Copy the items word for word, from their first line through the line containing "(1067, 334)", with both ends included. Leave the pictures out of your copy.

Excerpts from a pointing dataset
══════════════════════════════
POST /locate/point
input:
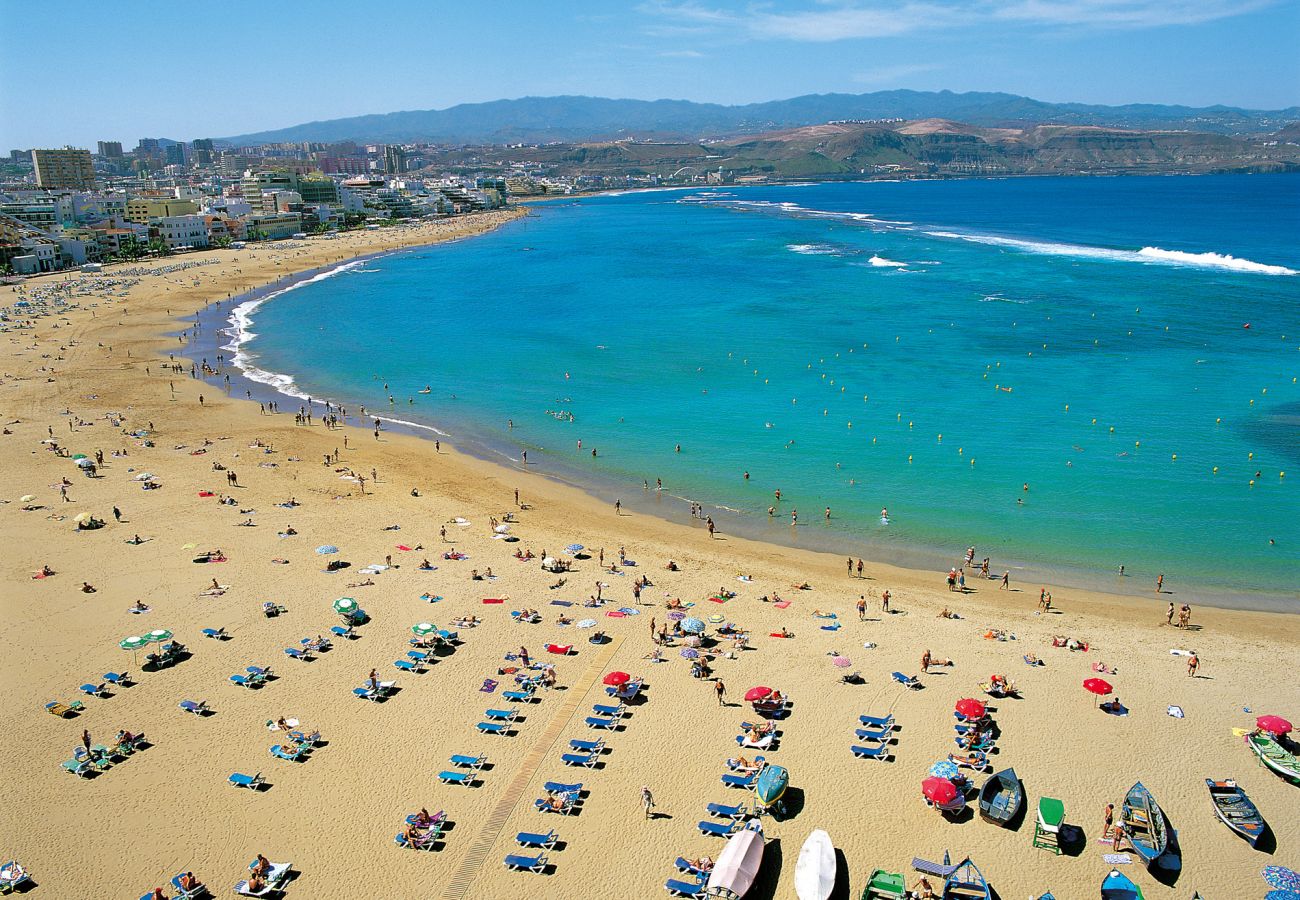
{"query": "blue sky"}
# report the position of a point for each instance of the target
(125, 70)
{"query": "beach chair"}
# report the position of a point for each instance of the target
(78, 766)
(1047, 825)
(64, 710)
(516, 862)
(293, 754)
(679, 888)
(878, 752)
(533, 839)
(718, 829)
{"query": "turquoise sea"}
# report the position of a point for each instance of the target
(931, 347)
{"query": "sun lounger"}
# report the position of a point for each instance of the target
(516, 862)
(913, 682)
(718, 829)
(532, 839)
(679, 888)
(879, 752)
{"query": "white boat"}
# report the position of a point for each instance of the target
(814, 872)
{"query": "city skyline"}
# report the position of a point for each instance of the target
(1194, 52)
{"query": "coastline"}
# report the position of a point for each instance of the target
(381, 758)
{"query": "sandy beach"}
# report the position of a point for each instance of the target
(91, 379)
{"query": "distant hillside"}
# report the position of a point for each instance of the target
(538, 120)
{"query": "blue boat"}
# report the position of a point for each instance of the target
(770, 786)
(1117, 886)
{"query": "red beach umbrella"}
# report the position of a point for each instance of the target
(939, 790)
(971, 709)
(1274, 725)
(1097, 686)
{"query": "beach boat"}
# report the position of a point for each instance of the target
(966, 883)
(1235, 809)
(814, 872)
(1274, 756)
(884, 886)
(1001, 797)
(737, 865)
(1144, 823)
(1118, 886)
(770, 786)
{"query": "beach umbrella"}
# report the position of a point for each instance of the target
(939, 791)
(1282, 878)
(944, 769)
(345, 605)
(971, 709)
(1274, 725)
(1097, 686)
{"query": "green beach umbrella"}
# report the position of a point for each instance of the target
(345, 605)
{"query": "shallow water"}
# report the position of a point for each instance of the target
(1067, 334)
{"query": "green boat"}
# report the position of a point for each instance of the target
(884, 886)
(1274, 756)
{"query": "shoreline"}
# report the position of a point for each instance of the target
(921, 561)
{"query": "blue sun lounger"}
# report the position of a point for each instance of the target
(533, 839)
(516, 862)
(709, 827)
(878, 752)
(679, 888)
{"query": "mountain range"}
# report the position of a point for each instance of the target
(576, 119)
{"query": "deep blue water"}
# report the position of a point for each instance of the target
(824, 337)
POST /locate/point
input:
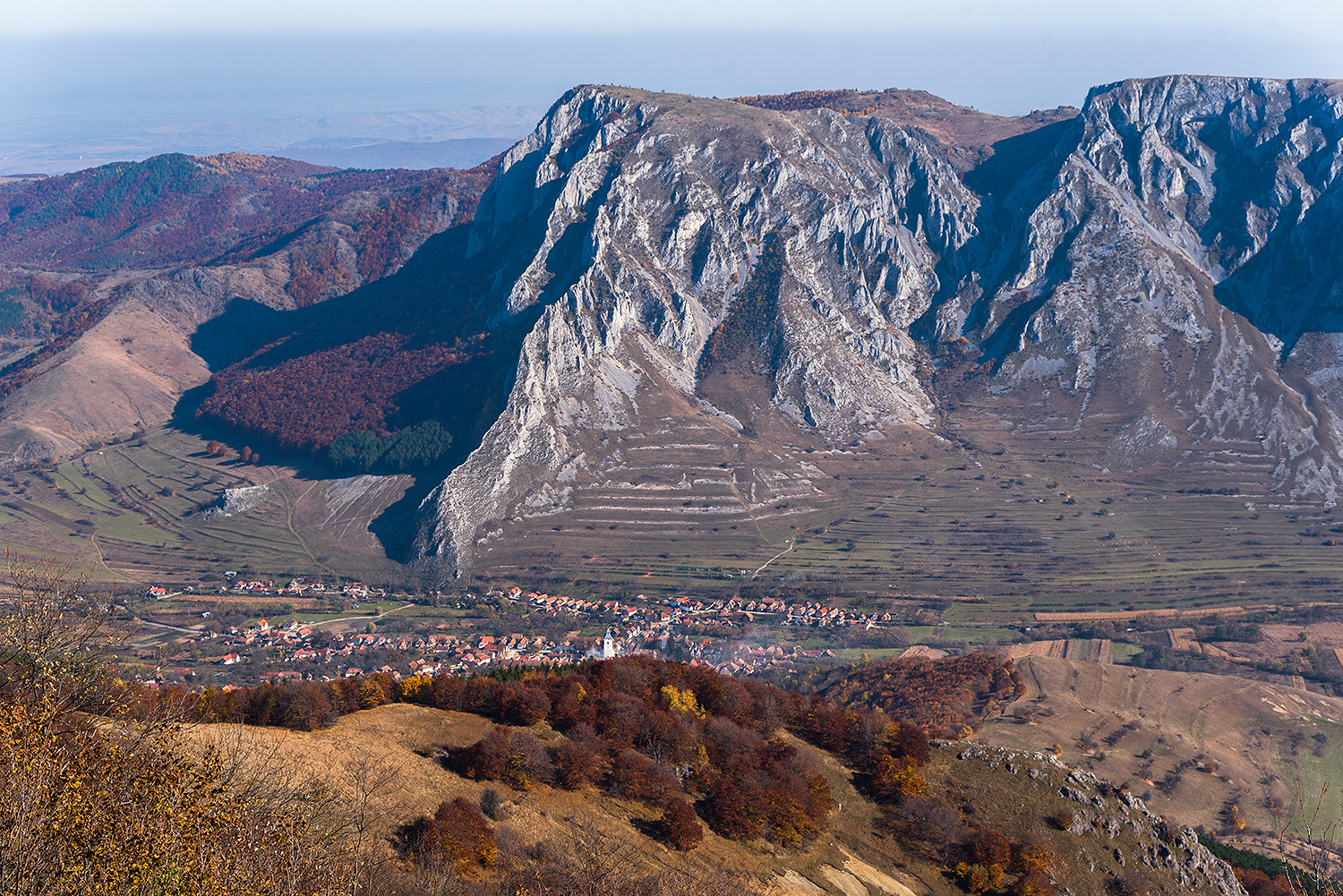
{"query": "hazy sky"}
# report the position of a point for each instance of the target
(98, 80)
(1154, 18)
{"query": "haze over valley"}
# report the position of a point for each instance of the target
(727, 484)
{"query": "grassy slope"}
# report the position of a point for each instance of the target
(301, 525)
(1246, 727)
(848, 860)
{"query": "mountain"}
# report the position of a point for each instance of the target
(722, 287)
(822, 336)
(107, 274)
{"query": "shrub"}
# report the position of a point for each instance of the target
(680, 826)
(990, 847)
(458, 836)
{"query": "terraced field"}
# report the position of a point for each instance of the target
(140, 512)
(1004, 533)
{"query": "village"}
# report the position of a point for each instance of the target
(695, 630)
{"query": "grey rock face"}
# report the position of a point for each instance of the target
(1173, 257)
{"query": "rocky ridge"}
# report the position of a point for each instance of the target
(1159, 265)
(1135, 837)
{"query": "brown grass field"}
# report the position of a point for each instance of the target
(851, 858)
(1262, 738)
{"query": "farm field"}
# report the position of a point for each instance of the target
(139, 514)
(1190, 745)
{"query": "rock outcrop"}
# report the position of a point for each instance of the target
(1165, 262)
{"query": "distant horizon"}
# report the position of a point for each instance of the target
(128, 97)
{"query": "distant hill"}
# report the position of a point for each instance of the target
(183, 209)
(110, 271)
(465, 152)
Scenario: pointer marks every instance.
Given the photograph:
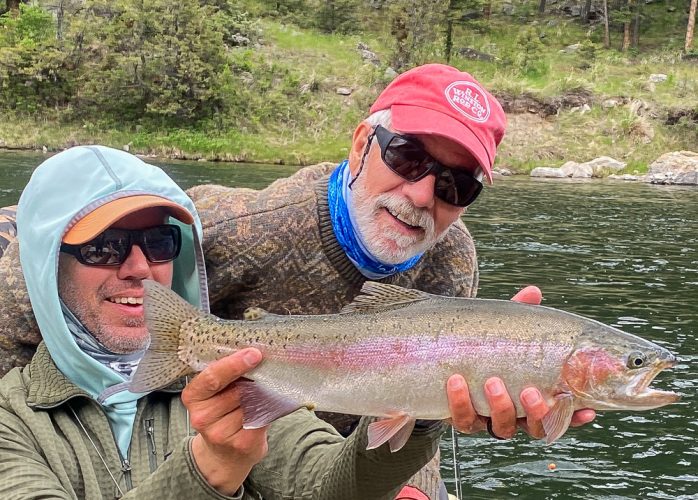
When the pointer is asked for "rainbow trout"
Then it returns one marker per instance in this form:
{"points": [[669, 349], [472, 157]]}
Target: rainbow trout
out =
{"points": [[389, 353]]}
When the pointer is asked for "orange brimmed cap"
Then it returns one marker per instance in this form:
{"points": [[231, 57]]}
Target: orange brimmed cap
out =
{"points": [[102, 217]]}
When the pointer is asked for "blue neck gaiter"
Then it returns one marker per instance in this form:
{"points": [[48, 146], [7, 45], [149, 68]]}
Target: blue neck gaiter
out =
{"points": [[339, 198]]}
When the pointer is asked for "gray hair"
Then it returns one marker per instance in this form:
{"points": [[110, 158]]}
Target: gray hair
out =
{"points": [[384, 118]]}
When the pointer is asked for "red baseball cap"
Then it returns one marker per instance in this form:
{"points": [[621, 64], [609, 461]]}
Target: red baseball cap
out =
{"points": [[102, 217], [442, 100]]}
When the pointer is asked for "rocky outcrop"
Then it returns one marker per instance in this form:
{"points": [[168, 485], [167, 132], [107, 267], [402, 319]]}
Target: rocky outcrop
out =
{"points": [[678, 167], [598, 167]]}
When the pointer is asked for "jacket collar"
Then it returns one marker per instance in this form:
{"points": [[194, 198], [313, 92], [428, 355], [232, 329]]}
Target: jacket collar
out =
{"points": [[48, 387], [331, 247]]}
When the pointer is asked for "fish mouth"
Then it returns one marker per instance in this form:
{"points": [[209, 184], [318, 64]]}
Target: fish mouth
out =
{"points": [[639, 394]]}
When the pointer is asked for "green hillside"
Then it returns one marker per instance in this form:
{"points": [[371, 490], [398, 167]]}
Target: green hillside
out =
{"points": [[282, 89]]}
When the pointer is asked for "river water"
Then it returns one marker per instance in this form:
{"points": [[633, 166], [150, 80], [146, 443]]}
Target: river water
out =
{"points": [[625, 254]]}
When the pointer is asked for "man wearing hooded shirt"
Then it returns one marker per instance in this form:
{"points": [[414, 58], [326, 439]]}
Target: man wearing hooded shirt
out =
{"points": [[391, 212], [93, 223], [307, 243]]}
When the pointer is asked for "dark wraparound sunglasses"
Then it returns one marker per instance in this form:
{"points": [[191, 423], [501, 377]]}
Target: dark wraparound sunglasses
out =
{"points": [[408, 159], [112, 247]]}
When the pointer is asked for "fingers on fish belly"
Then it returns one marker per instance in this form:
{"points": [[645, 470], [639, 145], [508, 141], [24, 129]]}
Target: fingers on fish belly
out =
{"points": [[396, 431], [261, 406]]}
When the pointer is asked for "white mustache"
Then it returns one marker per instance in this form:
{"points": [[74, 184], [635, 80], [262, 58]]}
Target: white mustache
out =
{"points": [[406, 211]]}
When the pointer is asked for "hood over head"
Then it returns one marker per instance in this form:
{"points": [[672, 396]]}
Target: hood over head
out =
{"points": [[78, 193]]}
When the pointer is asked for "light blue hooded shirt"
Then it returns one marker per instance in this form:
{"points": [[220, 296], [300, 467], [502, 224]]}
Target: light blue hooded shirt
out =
{"points": [[61, 191]]}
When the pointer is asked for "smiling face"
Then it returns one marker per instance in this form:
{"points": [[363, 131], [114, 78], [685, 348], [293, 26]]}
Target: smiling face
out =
{"points": [[109, 300], [399, 219]]}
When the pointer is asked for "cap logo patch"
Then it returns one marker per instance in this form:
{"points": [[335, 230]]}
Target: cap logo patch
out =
{"points": [[469, 99]]}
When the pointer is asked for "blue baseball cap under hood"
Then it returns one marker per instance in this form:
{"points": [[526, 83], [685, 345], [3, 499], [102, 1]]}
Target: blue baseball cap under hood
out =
{"points": [[61, 191]]}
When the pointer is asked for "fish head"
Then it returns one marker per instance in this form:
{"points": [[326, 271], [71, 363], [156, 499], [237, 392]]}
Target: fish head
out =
{"points": [[612, 370]]}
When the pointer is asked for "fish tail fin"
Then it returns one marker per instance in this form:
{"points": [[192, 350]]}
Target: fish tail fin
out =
{"points": [[557, 420], [395, 430], [165, 311]]}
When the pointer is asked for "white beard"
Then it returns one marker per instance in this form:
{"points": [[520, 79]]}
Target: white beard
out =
{"points": [[387, 244]]}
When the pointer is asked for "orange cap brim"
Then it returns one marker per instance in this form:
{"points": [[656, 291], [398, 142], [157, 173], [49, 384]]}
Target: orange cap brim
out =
{"points": [[102, 217]]}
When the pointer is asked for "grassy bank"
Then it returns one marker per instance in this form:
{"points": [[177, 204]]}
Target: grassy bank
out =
{"points": [[300, 118]]}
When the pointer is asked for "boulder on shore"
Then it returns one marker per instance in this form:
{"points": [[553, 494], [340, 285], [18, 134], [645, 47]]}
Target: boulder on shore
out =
{"points": [[598, 167], [547, 172], [678, 167]]}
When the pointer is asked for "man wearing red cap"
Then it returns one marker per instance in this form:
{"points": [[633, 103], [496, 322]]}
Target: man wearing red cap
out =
{"points": [[391, 212], [93, 223]]}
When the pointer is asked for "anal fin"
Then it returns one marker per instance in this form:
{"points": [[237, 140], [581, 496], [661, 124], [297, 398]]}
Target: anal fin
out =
{"points": [[557, 420], [395, 430]]}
══════════════════════════════
▸ THE OUTPUT:
POST /locate/point
input:
{"query": "blue sky"}
# report the position of a point for each instance of the target
(125, 70)
{"query": "beach chair"}
# report the position of a point for each instance of the target
(78, 766)
(1047, 825)
(64, 710)
(516, 862)
(293, 754)
(679, 888)
(878, 752)
(533, 839)
(718, 829)
{"query": "turquoise sea"}
# report the position of a point for each instance of the target
(931, 347)
{"query": "sun lounger"}
# report the position of a point for each instance of the target
(516, 862)
(913, 682)
(718, 829)
(532, 839)
(679, 888)
(879, 752)
{"query": "white boat"}
# report the position of a point for each instance of the target
(814, 872)
{"query": "city skyline"}
# report the position of a point for each instance of the target
(1194, 52)
{"query": "coastline"}
# report the position of a point for each instance of the target
(381, 758)
{"query": "sandy beach"}
# report the position of a point for each instance of the target
(91, 379)
{"query": "distant hillside"}
# report the position of a point for each instance of the target
(538, 120)
{"query": "blue boat"}
# report the position of a point for each instance of the target
(770, 786)
(1117, 886)
{"query": "red beach umbrella"}
# report the position of a point for each instance of the target
(939, 790)
(971, 709)
(1274, 725)
(1097, 686)
{"query": "beach boat"}
# report the position of a point for each instance of the target
(966, 883)
(1235, 809)
(814, 872)
(1274, 756)
(884, 886)
(1001, 797)
(737, 865)
(1144, 823)
(1118, 886)
(770, 786)
{"query": "beach umbrella"}
# report the position of a point for each instance of the target
(939, 791)
(1282, 878)
(944, 769)
(345, 605)
(971, 709)
(1274, 725)
(1097, 686)
{"query": "green beach umbrella"}
# report the position of a point for each instance of the target
(345, 605)
{"query": "shallow water"}
# report the position of a point for each instance of the target
(1067, 334)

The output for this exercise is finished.